_YOUR INSTRUCTIONS:_ Without including any pictures, copy each entry below exactly.

_INPUT FOR THIS TASK:_
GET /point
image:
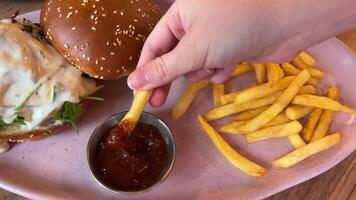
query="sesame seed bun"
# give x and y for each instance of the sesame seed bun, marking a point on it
(103, 38)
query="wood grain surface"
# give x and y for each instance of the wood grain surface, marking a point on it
(337, 183)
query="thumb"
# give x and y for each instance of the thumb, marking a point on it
(187, 56)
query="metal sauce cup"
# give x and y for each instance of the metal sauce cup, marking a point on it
(110, 122)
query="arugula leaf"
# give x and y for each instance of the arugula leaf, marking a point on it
(3, 124)
(86, 96)
(93, 98)
(18, 121)
(70, 113)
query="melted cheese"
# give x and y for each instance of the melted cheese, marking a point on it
(35, 78)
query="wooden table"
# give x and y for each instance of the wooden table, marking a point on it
(337, 183)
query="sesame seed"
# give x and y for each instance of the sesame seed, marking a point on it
(69, 14)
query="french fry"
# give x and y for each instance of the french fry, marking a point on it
(306, 151)
(260, 71)
(187, 98)
(274, 72)
(299, 63)
(249, 114)
(311, 123)
(231, 127)
(230, 97)
(307, 89)
(279, 119)
(232, 108)
(218, 91)
(277, 106)
(290, 70)
(296, 141)
(307, 59)
(242, 69)
(325, 118)
(296, 112)
(321, 102)
(263, 90)
(140, 100)
(282, 130)
(236, 159)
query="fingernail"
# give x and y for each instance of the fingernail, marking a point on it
(137, 80)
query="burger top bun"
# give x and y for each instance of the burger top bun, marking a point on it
(103, 38)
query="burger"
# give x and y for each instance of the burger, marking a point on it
(48, 70)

_RESULT OF THIS TASK:_
GET /point
image:
query="sesame seed bun"
# give x and y for each instance of the sesame seed bun, marking a point on it
(103, 38)
query="wood grain surface"
# give x and y for each instance of the wood grain surface, marking a point on it
(337, 183)
query="thumb"
# give x and y for each instance of the thumb, marking a point on it
(187, 56)
query="metal sauce cup"
# give x and y for each instance of the metal sauce cup, marking a point on it
(110, 122)
query="arugula leaf"
# give x and y for each instance of the arugula leaf, marking a point on it
(3, 124)
(86, 96)
(93, 98)
(18, 121)
(70, 113)
query="melted cheese"
# give x and y for each instance of the melted cheese, marking a point on it
(35, 78)
query="wooden table"
# give x and y for each instance of the wooden table, marking a point on it
(337, 183)
query="sesame seed"
# give x and y for each instance of the sesame seed, marking a point on it
(69, 14)
query="french fry"
# give x and y for each instance of the french fry, marking a point on it
(306, 151)
(260, 71)
(187, 98)
(274, 72)
(299, 63)
(249, 114)
(311, 123)
(231, 127)
(230, 97)
(307, 89)
(279, 119)
(232, 108)
(218, 91)
(277, 106)
(290, 70)
(296, 141)
(307, 59)
(242, 69)
(325, 118)
(296, 112)
(321, 102)
(263, 90)
(140, 100)
(282, 130)
(236, 159)
query="fingernail"
# give x and y for each instance of the fingernail, marking a point on it
(137, 80)
query="burger top bun"
# give x and y for each instance of the burger top bun, marking a point on it
(103, 38)
query="burger"
# give x and y for each instance of the burger, marking a point on it
(48, 70)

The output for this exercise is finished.